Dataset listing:
# # # # # # #
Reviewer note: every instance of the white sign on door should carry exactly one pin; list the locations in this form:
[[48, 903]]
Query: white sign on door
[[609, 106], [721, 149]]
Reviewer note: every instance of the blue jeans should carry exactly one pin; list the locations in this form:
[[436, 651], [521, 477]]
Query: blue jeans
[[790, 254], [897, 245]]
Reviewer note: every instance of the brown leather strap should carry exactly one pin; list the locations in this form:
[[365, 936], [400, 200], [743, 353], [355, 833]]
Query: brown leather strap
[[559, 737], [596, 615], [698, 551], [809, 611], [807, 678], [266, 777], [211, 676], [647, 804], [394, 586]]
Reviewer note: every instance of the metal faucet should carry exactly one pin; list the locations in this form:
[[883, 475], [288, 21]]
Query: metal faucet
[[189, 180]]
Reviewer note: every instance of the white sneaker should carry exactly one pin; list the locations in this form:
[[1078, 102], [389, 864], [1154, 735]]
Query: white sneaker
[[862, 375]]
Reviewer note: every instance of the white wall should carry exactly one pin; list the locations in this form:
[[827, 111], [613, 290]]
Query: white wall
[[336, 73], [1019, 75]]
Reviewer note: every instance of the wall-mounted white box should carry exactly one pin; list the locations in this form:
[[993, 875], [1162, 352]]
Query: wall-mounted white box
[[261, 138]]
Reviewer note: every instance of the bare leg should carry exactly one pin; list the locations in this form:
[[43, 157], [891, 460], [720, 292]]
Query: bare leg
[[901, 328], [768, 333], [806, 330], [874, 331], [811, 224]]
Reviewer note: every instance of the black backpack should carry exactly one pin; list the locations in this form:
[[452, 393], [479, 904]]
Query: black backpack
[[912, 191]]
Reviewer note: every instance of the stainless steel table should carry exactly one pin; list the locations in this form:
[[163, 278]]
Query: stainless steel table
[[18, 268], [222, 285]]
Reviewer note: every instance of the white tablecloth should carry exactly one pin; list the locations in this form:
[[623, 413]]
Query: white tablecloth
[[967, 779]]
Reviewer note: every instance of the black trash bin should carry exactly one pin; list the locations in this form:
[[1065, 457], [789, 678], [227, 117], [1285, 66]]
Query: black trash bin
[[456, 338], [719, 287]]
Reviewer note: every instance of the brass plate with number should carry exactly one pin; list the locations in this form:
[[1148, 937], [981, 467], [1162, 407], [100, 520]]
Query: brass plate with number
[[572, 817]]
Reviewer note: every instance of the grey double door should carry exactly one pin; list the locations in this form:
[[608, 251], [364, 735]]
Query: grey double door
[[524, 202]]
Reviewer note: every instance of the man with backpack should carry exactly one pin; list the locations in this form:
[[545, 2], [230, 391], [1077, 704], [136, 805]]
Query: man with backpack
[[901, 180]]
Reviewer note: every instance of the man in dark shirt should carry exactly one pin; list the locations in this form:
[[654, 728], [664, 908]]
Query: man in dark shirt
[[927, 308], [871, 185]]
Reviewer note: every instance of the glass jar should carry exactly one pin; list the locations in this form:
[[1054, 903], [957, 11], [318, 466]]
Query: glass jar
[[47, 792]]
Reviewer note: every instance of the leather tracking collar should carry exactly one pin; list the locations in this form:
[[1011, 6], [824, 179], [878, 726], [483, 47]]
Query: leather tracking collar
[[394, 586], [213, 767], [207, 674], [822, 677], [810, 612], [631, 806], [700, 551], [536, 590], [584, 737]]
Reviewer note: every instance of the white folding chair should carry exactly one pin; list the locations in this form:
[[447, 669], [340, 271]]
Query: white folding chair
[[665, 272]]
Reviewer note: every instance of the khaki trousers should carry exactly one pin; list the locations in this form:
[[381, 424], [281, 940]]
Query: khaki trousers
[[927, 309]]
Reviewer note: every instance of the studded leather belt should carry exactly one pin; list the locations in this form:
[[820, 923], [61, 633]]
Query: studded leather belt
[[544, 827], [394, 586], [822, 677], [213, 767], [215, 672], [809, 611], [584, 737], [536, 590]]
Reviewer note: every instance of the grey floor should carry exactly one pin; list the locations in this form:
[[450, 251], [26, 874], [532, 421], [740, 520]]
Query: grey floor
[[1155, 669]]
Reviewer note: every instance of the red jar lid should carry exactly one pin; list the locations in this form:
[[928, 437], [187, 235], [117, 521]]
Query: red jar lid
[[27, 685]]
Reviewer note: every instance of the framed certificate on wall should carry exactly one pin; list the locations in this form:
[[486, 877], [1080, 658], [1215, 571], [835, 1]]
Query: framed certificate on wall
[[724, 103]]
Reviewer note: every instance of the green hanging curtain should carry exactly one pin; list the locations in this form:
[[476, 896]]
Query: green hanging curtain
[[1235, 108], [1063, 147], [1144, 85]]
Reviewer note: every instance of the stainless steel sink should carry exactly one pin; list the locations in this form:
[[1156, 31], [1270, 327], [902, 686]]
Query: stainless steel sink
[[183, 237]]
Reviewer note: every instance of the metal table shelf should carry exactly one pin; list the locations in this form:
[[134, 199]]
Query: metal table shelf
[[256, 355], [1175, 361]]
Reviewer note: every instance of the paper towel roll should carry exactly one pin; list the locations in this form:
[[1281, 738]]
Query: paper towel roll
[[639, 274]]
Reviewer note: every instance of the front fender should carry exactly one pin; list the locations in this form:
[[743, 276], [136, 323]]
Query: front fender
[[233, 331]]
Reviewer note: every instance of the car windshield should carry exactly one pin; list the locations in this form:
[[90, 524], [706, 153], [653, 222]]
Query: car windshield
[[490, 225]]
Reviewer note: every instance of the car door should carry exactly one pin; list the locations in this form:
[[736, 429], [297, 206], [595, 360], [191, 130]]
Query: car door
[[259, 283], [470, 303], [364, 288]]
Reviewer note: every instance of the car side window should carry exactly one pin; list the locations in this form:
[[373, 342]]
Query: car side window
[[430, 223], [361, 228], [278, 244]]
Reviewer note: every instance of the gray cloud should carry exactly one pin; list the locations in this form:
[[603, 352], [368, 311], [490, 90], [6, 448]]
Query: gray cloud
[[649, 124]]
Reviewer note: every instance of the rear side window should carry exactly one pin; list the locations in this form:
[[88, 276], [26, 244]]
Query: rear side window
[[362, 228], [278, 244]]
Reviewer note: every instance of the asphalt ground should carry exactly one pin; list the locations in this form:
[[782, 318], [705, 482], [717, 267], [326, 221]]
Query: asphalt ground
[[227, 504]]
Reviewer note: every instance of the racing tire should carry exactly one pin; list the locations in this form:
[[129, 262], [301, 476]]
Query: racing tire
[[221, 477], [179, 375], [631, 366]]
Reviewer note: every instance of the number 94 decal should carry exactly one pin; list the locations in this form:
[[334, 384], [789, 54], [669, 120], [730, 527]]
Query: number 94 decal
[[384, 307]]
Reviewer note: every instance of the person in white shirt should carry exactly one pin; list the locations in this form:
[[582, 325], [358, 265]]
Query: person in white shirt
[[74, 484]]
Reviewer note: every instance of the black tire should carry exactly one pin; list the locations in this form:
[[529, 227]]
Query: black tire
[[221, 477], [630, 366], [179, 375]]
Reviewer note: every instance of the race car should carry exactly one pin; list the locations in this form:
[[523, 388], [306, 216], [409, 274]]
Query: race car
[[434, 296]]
# # # # # # #
◆ PROBLEM: Output every line of the listing above as a JSON list of strings, one string per line and skipping blank lines.

◆ SOLUTION:
[
  "Reviewer note: every instance of the white sign on door should carry exactly one pin; list the locations in this form:",
  "[[48, 903]]",
  "Query: white sign on door",
  "[[609, 106], [721, 149]]",
  "Reviewer note: every instance of the blue jeans should carry exactly one pin; list the locations in this form:",
  "[[436, 651], [521, 477]]",
  "Query: blue jeans",
  "[[790, 254], [897, 245]]",
  "Reviewer note: every instance of the brown leather strap should carry exactly one pin; list the locations in this form:",
  "[[365, 936], [400, 200], [743, 353], [355, 833]]",
  "Query: brown leather strap",
  "[[559, 737], [596, 615], [698, 551], [809, 611], [807, 678], [266, 777], [211, 676], [647, 804], [394, 586]]",
  "Reviewer note: every instance of the metal faucet should carry exactly one pin; list the locations in this form:",
  "[[883, 475], [288, 21]]",
  "Query: metal faucet",
  "[[189, 180]]",
  "Reviewer note: every instance of the white sneaker should carry exactly one pin; list the locations in this form:",
  "[[1078, 102], [389, 864], [1154, 735]]",
  "Query: white sneaker",
  "[[862, 375]]",
  "Reviewer note: every instance of the white wall should carry exactly one pin; list the locations in this form:",
  "[[827, 111], [613, 290]]",
  "Query: white wall",
  "[[336, 73], [1019, 75]]",
  "Reviewer note: every instance of the wall-mounted white box should carry exactly one pin; list the locations in this form:",
  "[[993, 875], [1162, 352]]",
  "Query: wall-mounted white box",
  "[[261, 138]]",
  "Reviewer note: every instance of the bare leg should carry exactly one pin; list the locations in this form:",
  "[[43, 157], [891, 460], [720, 292]]",
  "Query: bare leg",
  "[[901, 328], [768, 333], [806, 330], [874, 331], [811, 224]]",
  "Reviewer note: every instance of the black backpack should carry exactly one pin; list the locations in this form:",
  "[[452, 393], [479, 904]]",
  "Query: black backpack",
  "[[912, 191]]",
  "Reviewer note: every instance of the stainless steel table should carry exactly one pin; list the locations in this form:",
  "[[163, 278]]",
  "Query: stainless steel table",
  "[[18, 268], [222, 285]]",
  "Reviewer note: every instance of the white tablecloth should carry exactly one pin; list the locations in this form:",
  "[[623, 413]]",
  "Query: white tablecloth",
  "[[967, 779]]",
  "Reviewer note: every instance of the black trash bin should carry exactly one pin; list the locations in this form:",
  "[[1065, 457], [789, 678], [227, 117], [1285, 66]]",
  "Query: black trash bin",
  "[[456, 338], [719, 287]]",
  "Reviewer note: every instance of the brass plate with number should carry exactly one pin; list the locations in this form:",
  "[[1148, 937], [981, 467], [1162, 407], [100, 520]]",
  "Query: brass plate with number",
  "[[572, 817]]",
  "Reviewer note: every instance of the grey double door should carry exactly one pin; list the locations in this form:",
  "[[608, 251], [364, 735]]",
  "Query: grey double door",
  "[[524, 202]]",
  "Reviewer note: every instance of the man with backpack should carry exactly one pin; list the locations in this form:",
  "[[545, 2], [230, 391], [1077, 704], [136, 805]]",
  "Query: man with backpack",
  "[[901, 180]]",
  "Reviewer note: every instance of the man in dark shirt should carry exactly one pin; list the locations in this form:",
  "[[654, 728], [664, 908]]",
  "Query: man in dark shirt",
  "[[927, 308], [871, 185]]",
  "Reviewer note: every instance of the glass jar should carry exactly one pin; list the locations in this form:",
  "[[1054, 903], [957, 11], [318, 466]]",
  "Query: glass jar",
  "[[47, 792]]",
  "Reviewer note: every instance of the leather tracking collar should carry exactly one pin; list the locations in this form:",
  "[[1011, 6], [824, 179], [878, 726], [483, 47]]",
  "Query: leather tracking collar",
  "[[394, 586], [213, 767], [207, 674], [822, 677], [810, 612], [631, 806], [700, 551], [536, 590], [584, 737]]",
  "Reviewer note: every instance of the white folding chair should carry exactly one pin; list the locations in this form:",
  "[[447, 669], [340, 271]]",
  "Query: white folding chair",
  "[[665, 272]]",
  "Reviewer note: every instance of the khaki trousers should carry exactly one pin; list the locations in this form:",
  "[[381, 424], [281, 940]]",
  "Query: khaki trousers",
  "[[927, 309]]",
  "Reviewer note: every instance of the studded leather belt should carry exactly one pin; list the locations in this form:",
  "[[820, 923], [61, 633]]",
  "Query: studded leather belt",
  "[[544, 827], [394, 586], [822, 677], [213, 767], [215, 672], [809, 611], [584, 737], [536, 590]]",
  "Reviewer note: every instance of the grey floor should carry exactly one pin; list the locations in this form:",
  "[[450, 251], [26, 874], [532, 421], [740, 520]]",
  "Query: grey floor",
  "[[1155, 669]]",
  "Reviewer note: every instance of the red jar lid should carry exactly one pin; list the locations in this form:",
  "[[928, 437], [187, 235], [117, 521]]",
  "Query: red jar lid",
  "[[27, 685]]",
  "Reviewer note: every instance of the framed certificate on wall should carry exactly one pin; list the locations in this form:",
  "[[486, 877], [1080, 658], [1215, 571], [835, 1]]",
  "Query: framed certificate on wall",
  "[[724, 103]]",
  "Reviewer note: every instance of the green hanging curtain should carry exactly one pin; list the locations in this form:",
  "[[476, 896]]",
  "Query: green hanging curtain",
  "[[1235, 108], [1063, 147], [1144, 85]]",
  "Reviewer note: every instance of the stainless steel sink should carry exactly one pin; list the locations in this form:",
  "[[1156, 31], [1270, 327], [902, 686]]",
  "Query: stainless steel sink",
  "[[183, 237]]",
  "Reviewer note: every instance of the metal table shelf should carry exactly one pin; list the locations in this form:",
  "[[134, 199]]",
  "Query: metal table shelf",
  "[[256, 355], [1175, 361]]",
  "Reviewer note: every instance of the paper towel roll should carry exactly one pin; list the locations in this form:",
  "[[1281, 738]]",
  "Query: paper towel roll",
  "[[639, 274]]",
  "Reviewer note: every instance of the front fender should carry exactly one pin; list the locations in this form:",
  "[[743, 276], [136, 323]]",
  "Query: front fender",
  "[[233, 331]]",
  "Reviewer note: every instance of the car windshield should carry exactly one pin; list the locations in this form:",
  "[[90, 524], [706, 153], [653, 222]]",
  "Query: car windshield",
  "[[490, 225]]",
  "Reviewer note: every instance of the car door should carry exactly one pin; list the locations in this form:",
  "[[736, 429], [297, 206], [595, 360], [191, 130]]",
  "Query: car door",
  "[[259, 283], [470, 303], [364, 288]]",
  "Reviewer note: every instance of the car side window should carry exactly one pin; list the locations in this form:",
  "[[373, 342]]",
  "Query: car side window",
  "[[430, 223], [361, 228], [278, 244]]",
  "Reviewer note: every instance of the gray cloud should carry exactly one pin; list the locations in this form:",
  "[[603, 352], [368, 311], [490, 90], [6, 448]]",
  "Query: gray cloud",
  "[[649, 124]]",
  "Reviewer note: every instance of the rear side window should carry exactly one pin; list the locations in this form:",
  "[[88, 276], [26, 244]]",
  "Query: rear side window",
  "[[362, 228], [278, 244]]",
  "Reviewer note: every instance of the asphalt ground should carry exactly one pin; list the locations in this form:",
  "[[782, 318], [705, 482], [717, 267], [326, 221]]",
  "Query: asphalt ground",
  "[[227, 504]]",
  "Reviewer note: every instance of the racing tire should carry exactly one pin; list the locations in this form:",
  "[[129, 262], [301, 476]]",
  "Query: racing tire",
  "[[221, 477], [179, 375], [631, 366]]",
  "Reviewer note: every instance of the number 94 decal should carry exactly one pin; list the locations in this form:",
  "[[334, 384], [789, 54], [669, 120], [730, 527]]",
  "Query: number 94 decal",
  "[[384, 307]]",
  "Reviewer note: every instance of the person in white shirt should carry exactly one pin; list the locations in this form:",
  "[[582, 325], [358, 265]]",
  "Query: person in white shirt",
  "[[74, 484]]",
  "Reviewer note: every instance of the black tire should carry exactly one pin; list the locations in this form:",
  "[[529, 227]]",
  "Query: black tire",
  "[[221, 477], [630, 366], [179, 375]]",
  "Reviewer note: every instance of the race car should carry exactly one pin; list the locations in this form:",
  "[[523, 388], [306, 216], [409, 274]]",
  "Query: race car",
  "[[434, 296]]"
]